## Text provided:
---*---

Today at The Comics Journal, Frank Young goes back to the 1940's to take a look at Elmo in his first article on Cecil Johnson's unusual "enigma" of comics history.

Elmo was an odd fit for the Register and Tribune Syndicate, an Iowa-based concern that trafficked in America’s dullest strips. Jane Arden, Jack Armstrong, Ned Brant, Off the Record and other R&T features were popular—Arden was in hundreds of American papers. The syndicate was commercially successful, if artistically bankrupt, before Jensen showed up.

Bubbling over with eccentric characters and dialogue, Elmo also presages the laugh-out-loud novels of Charles Portis. Jensen would’ve been the perfect artist to illustrate Portis’ low-key novels such as The Dog of the South (1979) and Masters of Atlantis (1986), had time and space permitted. Jensen and Portis heed this golden rule: the nuttier the situation, the more deadpan the delivery.

Unlike Portis or Bob & Ray, Jensen’s comedic vision is quite dark. Elmo is a strip without one heroic character. Elmo is troubling. He’s too cheerful. Perhaps all those years of washing diapers at the orphanage, where he was raised, made something snap in his head. He is civil, polite and obliging, but he doesn’t function in a reassuring way. He may occasionally frown, or display anger, but most of the world’s good and bad bounces off him. He is a challenging choice for a protagonist.

---*---

## Complete the following:
- a) Render this sentence from the Elmo passage in Spanish: "Elmo is a strip without one heroic character."
- b) Please return the stretch of the Elmo passage from "Bubbling over with" through "for a protagonist.", word for word.
- c) According to the Elmo passage, in which state was the Register and Tribune Syndicate based?
None of the items are required for this work.

---*---

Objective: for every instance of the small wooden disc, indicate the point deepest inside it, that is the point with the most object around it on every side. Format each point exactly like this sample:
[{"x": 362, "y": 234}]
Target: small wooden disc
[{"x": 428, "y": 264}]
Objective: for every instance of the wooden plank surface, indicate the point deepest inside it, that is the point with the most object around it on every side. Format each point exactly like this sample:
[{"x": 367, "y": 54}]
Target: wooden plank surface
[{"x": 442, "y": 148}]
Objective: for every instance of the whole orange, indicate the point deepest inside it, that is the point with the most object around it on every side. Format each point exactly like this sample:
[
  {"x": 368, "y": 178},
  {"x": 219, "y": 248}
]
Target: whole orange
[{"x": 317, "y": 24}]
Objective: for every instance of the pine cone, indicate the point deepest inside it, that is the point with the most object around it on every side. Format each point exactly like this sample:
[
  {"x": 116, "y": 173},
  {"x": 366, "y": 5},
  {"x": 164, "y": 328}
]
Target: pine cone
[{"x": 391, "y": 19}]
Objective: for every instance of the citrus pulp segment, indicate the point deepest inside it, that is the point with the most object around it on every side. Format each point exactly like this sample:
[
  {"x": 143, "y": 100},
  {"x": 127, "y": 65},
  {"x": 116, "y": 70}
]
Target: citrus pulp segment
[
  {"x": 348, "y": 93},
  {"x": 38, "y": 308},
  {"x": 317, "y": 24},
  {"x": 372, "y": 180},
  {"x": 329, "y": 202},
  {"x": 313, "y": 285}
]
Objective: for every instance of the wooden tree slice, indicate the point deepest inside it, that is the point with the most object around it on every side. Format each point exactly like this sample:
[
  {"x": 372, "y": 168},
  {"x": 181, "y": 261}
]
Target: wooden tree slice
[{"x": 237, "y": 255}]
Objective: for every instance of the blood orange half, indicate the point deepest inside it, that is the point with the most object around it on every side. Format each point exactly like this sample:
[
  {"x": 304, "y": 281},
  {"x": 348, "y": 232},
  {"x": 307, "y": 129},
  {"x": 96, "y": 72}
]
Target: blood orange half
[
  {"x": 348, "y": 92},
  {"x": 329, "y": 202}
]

---*---

## Exercise results:
- a) Elmo es una tira sin un solo personaje heroico.

- b)
Bubbling over with eccentric characters and dialogue, Elmo also presages the laugh-out-loud novels of Charles Portis. Jensen would’ve been the perfect artist to illustrate Portis’ low-key novels such as The Dog of the South (1979) and Masters of Atlantis (1986), had time and space permitted. Jensen and Portis heed this golden rule: the nuttier the situation, the more deadpan the delivery.

Unlike Portis or Bob & Ray, Jensen’s comedic vision is quite dark. Elmo is a strip without one heroic character. Elmo is troubling. He’s too cheerful. Perhaps all those years of washing diapers at the orphanage, where he was raised, made something snap in his head. He is civil, polite and obliging, but he doesn’t function in a reassuring way. He may occasionally frown, or display anger, but most of the world’s good and bad bounces off him. He is a challenging choice for a protagonist.

- c) Iowa.